Цитируемый фрагмент
-*-*-

Татьяна Щитцова
«Для начала нужно отдать должное Артуру Клинову: две его публикации с предложением «начать диалог» побудили высказаться большое количество людей — и в стране, и вне ее, — в результате чего отчетливо наметилась тенденция, которую фигурально можно определить как «хвалю ўсеагульнага абурэння». Таким образом, высказывание Артура стало поводом, во-первых, для активации саморефлексии в нашем гражданском обществе и, во-вторых, для проявления определенного единства гражданской позиции. Это важно в условиях масштабных репрессий, общей фрустрированности и неопределенности (непросматриваемости перспективы близкого выхода из кризиса).
Читайте также: Артур Клинов: «Новый социальный договор — это тот компромисс, который на данном этапе неизбежен»
В обществе на данный момент нет ресурсов для мобилизации на публичные или подпольные проекты сопротивления, но оно не пропускает — не легитимирует молчанием — позиции, которые расходятся с базовыми установками протестного движения.

-*-*-

Сохранённые записи
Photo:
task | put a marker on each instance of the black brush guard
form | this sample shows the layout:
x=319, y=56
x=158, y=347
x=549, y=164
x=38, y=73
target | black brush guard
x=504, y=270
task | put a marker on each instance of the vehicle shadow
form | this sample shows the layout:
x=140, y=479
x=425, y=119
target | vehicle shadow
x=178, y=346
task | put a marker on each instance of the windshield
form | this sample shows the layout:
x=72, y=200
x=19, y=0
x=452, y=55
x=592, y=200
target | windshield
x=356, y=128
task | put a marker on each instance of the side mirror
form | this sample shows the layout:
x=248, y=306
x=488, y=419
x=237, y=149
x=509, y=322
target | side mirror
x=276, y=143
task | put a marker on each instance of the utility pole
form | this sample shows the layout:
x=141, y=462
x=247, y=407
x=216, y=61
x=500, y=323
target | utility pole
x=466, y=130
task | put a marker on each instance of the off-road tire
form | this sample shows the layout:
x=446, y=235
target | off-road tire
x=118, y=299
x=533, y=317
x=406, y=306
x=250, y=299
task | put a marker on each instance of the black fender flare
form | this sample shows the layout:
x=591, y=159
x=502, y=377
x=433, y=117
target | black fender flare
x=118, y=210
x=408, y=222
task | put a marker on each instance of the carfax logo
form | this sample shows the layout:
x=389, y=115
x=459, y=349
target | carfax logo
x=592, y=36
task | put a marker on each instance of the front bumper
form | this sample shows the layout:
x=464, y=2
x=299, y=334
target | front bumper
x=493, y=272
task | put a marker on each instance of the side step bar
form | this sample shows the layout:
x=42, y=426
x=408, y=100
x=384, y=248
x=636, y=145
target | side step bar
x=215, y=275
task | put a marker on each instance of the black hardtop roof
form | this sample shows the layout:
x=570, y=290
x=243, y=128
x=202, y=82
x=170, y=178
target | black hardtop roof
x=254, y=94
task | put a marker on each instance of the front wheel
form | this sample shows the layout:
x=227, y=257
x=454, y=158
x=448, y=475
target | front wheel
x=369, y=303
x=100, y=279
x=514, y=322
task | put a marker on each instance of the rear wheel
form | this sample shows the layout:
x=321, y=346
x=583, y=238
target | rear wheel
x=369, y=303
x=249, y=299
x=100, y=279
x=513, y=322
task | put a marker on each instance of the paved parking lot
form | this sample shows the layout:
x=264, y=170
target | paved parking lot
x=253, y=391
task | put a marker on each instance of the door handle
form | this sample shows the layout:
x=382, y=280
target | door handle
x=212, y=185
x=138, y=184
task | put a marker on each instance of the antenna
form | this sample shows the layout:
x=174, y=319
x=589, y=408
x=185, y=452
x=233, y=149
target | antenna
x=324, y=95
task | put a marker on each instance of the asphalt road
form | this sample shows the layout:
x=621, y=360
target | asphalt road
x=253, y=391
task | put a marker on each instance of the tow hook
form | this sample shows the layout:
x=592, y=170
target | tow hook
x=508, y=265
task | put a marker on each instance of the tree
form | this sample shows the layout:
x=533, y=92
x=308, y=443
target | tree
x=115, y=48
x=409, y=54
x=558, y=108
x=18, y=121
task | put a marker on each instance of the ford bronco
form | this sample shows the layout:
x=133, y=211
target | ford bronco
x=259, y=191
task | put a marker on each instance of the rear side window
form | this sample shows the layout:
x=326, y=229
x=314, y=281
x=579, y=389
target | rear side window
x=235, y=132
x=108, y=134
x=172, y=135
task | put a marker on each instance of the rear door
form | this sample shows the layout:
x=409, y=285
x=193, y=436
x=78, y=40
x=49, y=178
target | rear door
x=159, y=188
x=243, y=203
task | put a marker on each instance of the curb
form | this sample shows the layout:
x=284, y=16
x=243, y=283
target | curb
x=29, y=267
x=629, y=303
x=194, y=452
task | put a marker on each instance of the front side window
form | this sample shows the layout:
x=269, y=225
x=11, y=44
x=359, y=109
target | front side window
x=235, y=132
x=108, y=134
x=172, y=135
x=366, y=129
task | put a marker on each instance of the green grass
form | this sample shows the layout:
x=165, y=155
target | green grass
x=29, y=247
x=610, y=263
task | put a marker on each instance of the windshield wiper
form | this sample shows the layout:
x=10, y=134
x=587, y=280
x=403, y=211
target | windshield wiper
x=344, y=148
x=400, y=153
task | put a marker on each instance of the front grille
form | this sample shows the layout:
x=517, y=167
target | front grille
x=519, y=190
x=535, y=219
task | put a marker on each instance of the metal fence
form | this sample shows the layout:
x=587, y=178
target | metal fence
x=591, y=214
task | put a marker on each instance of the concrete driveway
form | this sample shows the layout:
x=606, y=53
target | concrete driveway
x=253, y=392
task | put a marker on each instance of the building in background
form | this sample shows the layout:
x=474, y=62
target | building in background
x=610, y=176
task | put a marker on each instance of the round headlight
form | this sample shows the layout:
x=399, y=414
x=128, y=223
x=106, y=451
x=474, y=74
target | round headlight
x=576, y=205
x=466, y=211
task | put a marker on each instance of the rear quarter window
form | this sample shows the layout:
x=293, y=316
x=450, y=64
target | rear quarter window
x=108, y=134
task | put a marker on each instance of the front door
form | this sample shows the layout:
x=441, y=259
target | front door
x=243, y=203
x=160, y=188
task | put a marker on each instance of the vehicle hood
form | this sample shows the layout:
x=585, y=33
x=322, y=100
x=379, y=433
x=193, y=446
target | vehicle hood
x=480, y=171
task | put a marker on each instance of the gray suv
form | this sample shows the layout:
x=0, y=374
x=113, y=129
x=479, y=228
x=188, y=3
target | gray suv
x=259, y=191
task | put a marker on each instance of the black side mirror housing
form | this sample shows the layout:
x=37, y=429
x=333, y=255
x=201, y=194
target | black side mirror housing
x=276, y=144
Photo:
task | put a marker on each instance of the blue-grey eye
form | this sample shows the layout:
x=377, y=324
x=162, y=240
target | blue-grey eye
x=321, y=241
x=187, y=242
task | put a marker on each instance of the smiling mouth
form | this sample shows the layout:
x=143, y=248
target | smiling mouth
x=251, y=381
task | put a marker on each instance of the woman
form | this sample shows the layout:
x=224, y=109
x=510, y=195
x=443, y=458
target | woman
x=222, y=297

-*-*-

Цель задания
Выпишите, пожалуйста, без изменений часть цитируемого фрагмента между словами «Читайте также: Артур» и «установками протестного движения.», включая их. Записи здесь никакой роли не играют.

Ответ на задание
Читайте также: Артур Клинов: «Новый социальный договор — это тот компромисс, который на данном этапе неизбежен»
В обществе на данный момент нет ресурсов для мобилизации на публичные или подпольные проекты сопротивления, но оно не пропускает — не легитимирует молчанием — позиции, которые расходятся с базовыми установками протестного движения.